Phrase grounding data
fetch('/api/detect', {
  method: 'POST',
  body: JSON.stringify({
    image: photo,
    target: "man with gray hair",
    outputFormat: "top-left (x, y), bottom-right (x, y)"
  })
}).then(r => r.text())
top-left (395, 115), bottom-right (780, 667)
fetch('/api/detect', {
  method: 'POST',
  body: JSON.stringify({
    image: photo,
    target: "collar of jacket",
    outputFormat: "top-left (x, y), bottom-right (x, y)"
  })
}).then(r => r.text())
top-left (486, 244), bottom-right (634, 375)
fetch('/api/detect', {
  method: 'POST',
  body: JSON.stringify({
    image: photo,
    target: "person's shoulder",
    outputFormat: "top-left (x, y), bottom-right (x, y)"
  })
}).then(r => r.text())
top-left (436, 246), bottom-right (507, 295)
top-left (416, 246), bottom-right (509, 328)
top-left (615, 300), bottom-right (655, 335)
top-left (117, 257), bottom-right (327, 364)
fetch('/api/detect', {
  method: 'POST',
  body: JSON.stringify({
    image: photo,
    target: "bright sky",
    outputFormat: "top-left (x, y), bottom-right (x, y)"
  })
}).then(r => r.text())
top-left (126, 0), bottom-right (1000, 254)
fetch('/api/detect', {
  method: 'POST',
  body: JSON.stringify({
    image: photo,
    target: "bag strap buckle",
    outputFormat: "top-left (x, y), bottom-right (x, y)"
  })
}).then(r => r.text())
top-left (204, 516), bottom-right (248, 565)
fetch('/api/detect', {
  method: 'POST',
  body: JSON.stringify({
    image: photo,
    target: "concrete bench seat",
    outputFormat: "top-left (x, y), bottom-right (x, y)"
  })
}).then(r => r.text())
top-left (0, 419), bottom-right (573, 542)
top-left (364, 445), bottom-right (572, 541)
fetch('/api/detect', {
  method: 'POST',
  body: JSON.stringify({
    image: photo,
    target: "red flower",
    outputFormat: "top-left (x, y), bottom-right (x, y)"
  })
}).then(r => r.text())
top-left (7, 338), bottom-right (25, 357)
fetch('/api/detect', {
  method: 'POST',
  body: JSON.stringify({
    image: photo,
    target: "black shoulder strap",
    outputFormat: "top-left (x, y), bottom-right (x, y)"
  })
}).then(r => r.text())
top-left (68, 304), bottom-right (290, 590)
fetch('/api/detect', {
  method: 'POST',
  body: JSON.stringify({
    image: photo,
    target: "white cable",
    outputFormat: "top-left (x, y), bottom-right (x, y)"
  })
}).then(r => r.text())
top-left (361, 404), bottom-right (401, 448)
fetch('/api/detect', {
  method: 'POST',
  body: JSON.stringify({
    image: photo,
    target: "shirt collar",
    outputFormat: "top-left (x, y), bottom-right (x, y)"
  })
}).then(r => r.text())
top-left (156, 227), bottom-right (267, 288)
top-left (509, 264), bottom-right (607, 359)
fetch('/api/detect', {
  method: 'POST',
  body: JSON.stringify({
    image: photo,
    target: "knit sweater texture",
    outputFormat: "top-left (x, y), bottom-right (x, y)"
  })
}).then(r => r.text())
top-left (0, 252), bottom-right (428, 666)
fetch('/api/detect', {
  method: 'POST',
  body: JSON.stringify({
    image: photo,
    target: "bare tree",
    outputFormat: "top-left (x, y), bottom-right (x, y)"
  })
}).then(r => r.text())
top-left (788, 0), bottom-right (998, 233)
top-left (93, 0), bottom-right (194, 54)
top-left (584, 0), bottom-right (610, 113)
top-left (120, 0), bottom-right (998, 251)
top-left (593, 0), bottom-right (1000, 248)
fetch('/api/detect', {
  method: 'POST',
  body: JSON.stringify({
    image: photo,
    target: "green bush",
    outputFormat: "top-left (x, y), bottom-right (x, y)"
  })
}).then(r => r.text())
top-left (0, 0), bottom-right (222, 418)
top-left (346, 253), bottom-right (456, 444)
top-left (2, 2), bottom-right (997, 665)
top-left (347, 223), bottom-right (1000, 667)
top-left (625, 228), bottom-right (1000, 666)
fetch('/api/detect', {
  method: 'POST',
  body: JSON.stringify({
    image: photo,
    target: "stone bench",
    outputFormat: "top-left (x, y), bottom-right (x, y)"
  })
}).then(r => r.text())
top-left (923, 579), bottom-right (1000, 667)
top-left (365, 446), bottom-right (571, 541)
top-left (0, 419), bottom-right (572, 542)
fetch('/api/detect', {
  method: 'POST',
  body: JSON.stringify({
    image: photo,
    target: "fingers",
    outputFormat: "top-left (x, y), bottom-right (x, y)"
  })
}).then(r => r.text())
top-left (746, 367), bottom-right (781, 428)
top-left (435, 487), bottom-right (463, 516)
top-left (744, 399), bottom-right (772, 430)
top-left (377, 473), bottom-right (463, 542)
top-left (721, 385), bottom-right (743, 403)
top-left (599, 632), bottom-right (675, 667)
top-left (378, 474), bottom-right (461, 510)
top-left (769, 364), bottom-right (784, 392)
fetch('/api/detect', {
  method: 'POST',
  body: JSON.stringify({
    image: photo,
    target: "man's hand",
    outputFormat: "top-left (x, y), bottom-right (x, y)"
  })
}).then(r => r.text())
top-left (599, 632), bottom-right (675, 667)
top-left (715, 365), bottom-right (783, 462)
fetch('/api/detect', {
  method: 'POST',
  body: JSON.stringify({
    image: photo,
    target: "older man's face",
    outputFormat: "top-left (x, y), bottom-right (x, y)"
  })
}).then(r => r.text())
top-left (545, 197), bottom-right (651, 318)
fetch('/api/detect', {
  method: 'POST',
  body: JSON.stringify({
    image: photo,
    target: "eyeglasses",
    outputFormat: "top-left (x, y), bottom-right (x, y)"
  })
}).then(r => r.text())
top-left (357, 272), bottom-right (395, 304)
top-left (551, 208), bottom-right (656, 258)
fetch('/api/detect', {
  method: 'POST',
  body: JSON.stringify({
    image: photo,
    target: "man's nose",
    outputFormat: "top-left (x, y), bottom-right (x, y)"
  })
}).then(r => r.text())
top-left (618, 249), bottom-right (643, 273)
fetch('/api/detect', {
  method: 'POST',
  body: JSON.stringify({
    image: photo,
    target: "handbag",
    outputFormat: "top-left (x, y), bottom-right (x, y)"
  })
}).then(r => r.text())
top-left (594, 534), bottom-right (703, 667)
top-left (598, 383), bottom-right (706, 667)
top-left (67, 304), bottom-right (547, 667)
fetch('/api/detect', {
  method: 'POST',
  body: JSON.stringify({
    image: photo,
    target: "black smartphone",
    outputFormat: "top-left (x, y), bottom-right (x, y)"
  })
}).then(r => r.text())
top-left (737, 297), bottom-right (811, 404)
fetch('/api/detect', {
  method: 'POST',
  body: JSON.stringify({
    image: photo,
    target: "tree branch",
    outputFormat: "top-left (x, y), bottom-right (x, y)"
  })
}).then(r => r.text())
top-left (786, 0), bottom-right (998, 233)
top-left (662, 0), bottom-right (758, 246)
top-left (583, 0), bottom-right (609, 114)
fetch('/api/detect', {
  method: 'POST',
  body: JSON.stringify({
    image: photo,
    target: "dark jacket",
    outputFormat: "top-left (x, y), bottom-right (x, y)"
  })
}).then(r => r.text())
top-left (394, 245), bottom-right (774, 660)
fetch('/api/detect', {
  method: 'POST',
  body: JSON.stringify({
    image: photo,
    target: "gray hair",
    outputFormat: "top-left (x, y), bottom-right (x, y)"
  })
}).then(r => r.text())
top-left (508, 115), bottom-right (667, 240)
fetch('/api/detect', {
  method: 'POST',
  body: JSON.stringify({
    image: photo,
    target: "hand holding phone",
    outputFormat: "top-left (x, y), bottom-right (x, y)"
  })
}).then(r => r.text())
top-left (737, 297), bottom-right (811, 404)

---

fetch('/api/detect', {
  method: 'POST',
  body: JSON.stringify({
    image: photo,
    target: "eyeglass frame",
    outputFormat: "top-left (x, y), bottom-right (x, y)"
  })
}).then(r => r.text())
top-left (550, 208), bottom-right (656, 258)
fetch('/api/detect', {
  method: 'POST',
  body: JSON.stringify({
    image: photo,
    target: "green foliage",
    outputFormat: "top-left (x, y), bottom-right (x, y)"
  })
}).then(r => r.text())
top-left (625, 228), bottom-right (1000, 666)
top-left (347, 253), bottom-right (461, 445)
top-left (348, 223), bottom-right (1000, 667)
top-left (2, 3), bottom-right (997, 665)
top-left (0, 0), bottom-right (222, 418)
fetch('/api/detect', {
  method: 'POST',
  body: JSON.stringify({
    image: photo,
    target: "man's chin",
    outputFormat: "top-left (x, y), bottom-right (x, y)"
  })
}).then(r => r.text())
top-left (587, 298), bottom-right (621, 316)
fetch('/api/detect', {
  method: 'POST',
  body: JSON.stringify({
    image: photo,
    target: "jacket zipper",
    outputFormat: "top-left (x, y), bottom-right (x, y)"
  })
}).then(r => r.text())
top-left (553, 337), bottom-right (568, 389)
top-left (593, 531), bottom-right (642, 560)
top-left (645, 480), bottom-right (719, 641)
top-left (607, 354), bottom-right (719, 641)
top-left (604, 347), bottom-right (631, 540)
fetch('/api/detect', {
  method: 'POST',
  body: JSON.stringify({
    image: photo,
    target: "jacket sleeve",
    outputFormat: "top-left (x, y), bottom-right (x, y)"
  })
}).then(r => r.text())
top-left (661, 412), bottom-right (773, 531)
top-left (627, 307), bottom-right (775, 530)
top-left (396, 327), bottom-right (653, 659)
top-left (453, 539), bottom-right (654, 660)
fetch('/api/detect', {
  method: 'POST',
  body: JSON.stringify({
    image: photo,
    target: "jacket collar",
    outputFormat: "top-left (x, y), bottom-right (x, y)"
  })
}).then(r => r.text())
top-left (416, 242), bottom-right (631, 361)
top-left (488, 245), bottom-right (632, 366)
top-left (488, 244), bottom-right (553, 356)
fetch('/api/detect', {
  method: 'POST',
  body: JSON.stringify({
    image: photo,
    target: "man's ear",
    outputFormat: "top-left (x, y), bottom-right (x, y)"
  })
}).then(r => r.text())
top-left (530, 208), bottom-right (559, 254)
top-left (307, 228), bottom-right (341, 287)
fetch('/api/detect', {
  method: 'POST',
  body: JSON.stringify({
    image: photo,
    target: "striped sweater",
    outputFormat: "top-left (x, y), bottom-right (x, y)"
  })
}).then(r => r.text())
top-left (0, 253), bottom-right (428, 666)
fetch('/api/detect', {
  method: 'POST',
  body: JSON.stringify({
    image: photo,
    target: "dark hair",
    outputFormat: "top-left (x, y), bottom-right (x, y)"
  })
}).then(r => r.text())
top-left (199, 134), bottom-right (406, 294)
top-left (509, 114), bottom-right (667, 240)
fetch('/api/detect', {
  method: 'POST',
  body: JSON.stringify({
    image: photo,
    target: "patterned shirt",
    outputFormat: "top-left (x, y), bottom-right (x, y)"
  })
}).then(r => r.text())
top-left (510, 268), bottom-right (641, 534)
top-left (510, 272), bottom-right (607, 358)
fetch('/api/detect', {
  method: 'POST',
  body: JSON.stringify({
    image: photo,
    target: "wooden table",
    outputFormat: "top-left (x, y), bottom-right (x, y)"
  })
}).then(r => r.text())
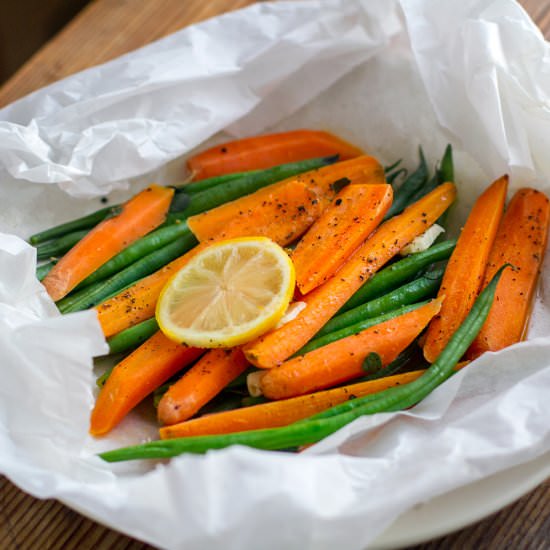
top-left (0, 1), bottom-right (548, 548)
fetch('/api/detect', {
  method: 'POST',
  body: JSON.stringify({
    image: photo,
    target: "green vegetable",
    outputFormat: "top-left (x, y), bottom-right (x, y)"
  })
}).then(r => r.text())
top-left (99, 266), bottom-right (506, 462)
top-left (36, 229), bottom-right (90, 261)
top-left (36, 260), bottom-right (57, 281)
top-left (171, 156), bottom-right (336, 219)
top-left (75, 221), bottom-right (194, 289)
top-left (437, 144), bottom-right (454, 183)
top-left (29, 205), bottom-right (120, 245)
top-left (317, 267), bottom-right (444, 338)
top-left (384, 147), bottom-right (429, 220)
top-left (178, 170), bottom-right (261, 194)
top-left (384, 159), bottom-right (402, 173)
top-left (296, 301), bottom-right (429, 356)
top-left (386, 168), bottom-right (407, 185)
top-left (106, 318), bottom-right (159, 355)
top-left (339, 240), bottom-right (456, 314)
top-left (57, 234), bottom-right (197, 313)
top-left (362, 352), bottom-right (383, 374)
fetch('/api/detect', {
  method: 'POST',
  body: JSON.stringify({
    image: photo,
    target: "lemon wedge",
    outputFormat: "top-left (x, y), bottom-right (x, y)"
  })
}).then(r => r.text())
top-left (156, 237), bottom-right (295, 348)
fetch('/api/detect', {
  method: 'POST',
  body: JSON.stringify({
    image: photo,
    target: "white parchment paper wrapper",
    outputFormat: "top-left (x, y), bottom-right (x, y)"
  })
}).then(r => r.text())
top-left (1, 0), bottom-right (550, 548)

---

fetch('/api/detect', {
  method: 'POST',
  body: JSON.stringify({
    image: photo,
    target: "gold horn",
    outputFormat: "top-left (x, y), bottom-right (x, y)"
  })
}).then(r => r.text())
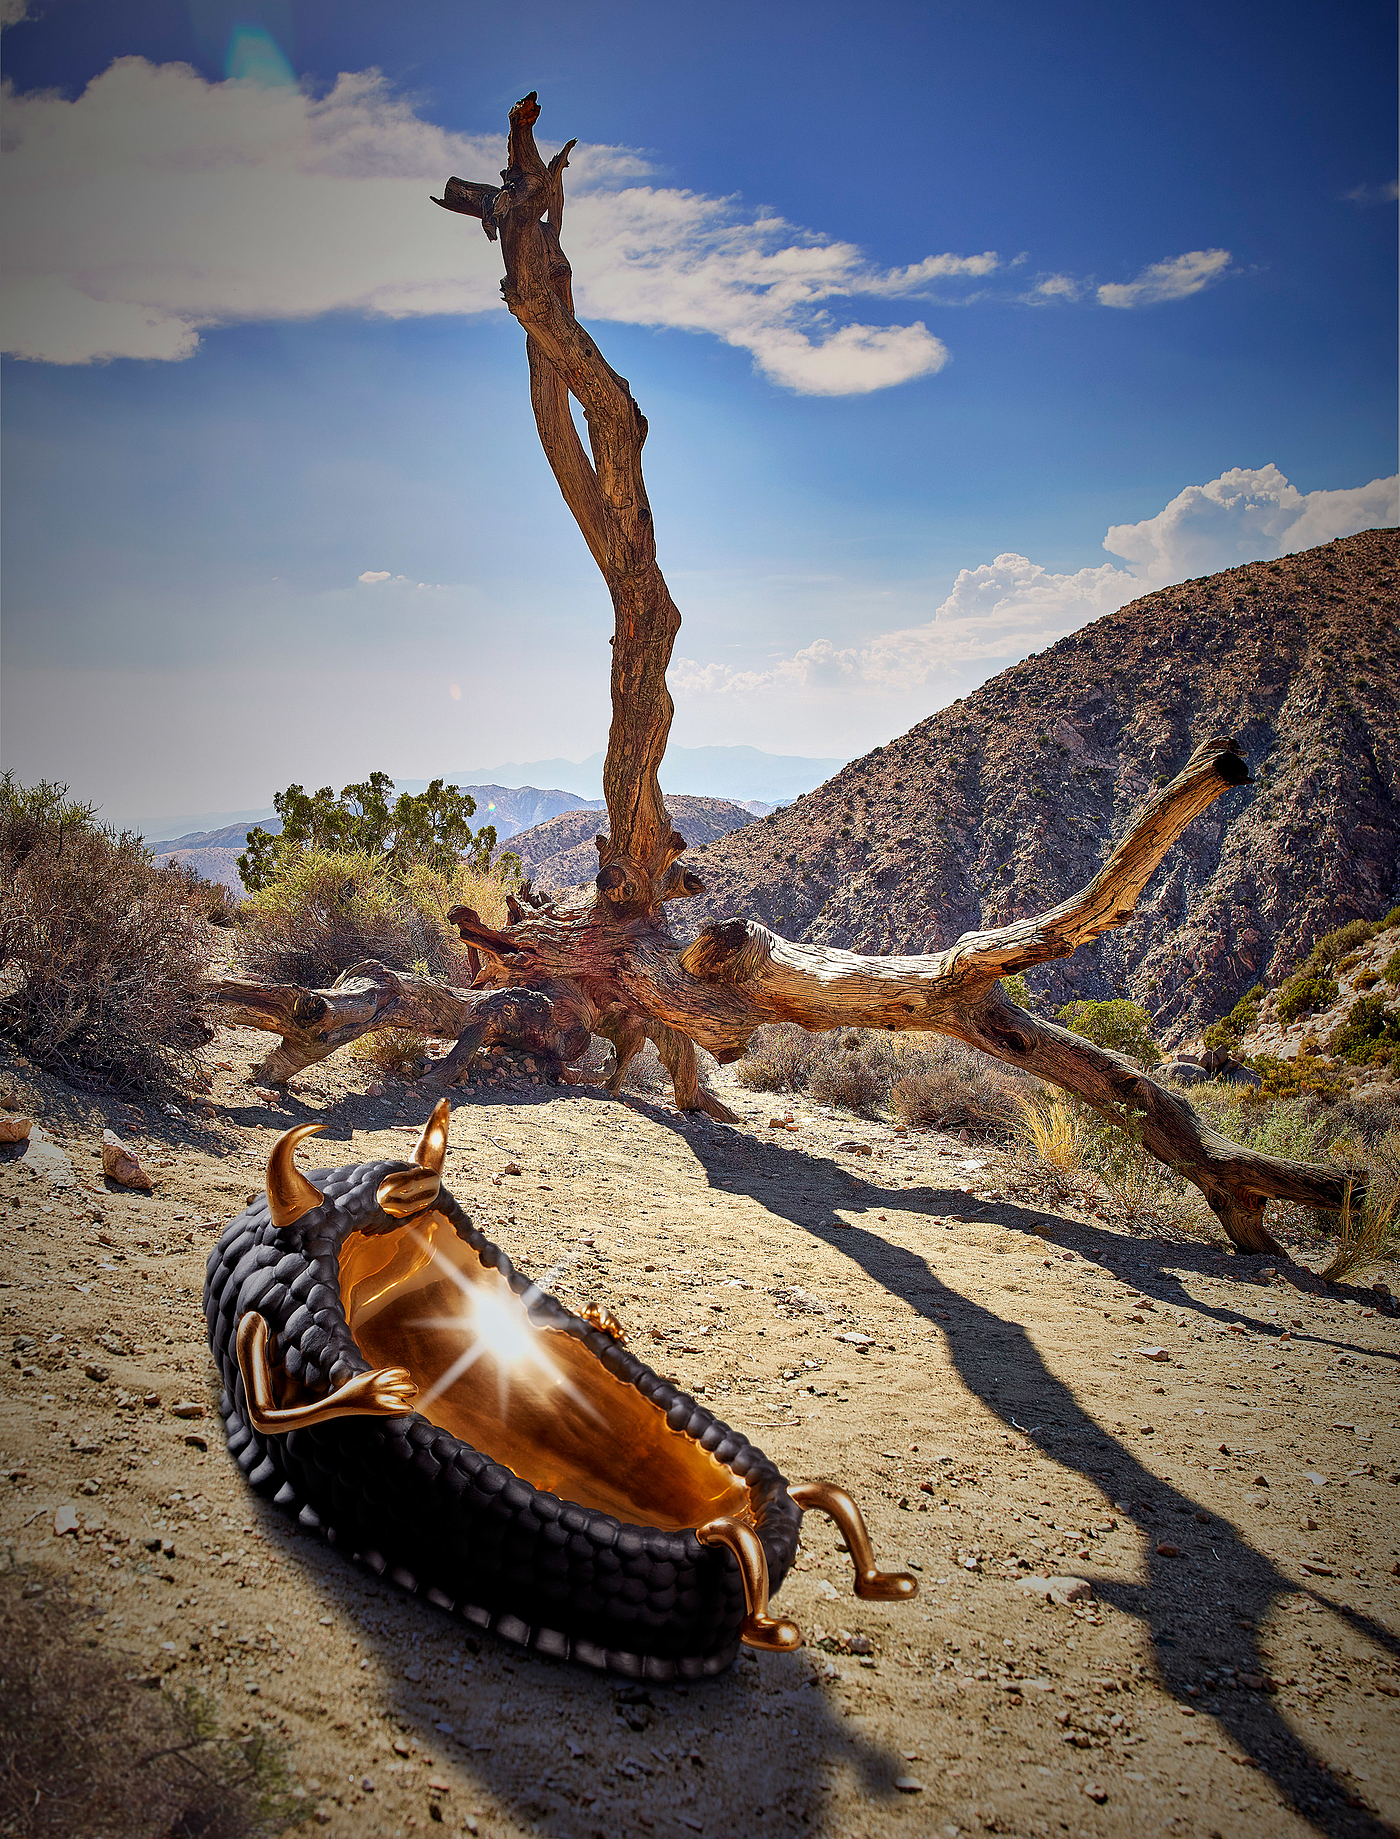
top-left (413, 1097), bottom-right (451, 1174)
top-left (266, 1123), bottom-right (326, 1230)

_PROMPT_
Find every line in the data above that holds the string "white". Give the number of such lines and nothing else.

_EXERCISE ANSWER_
2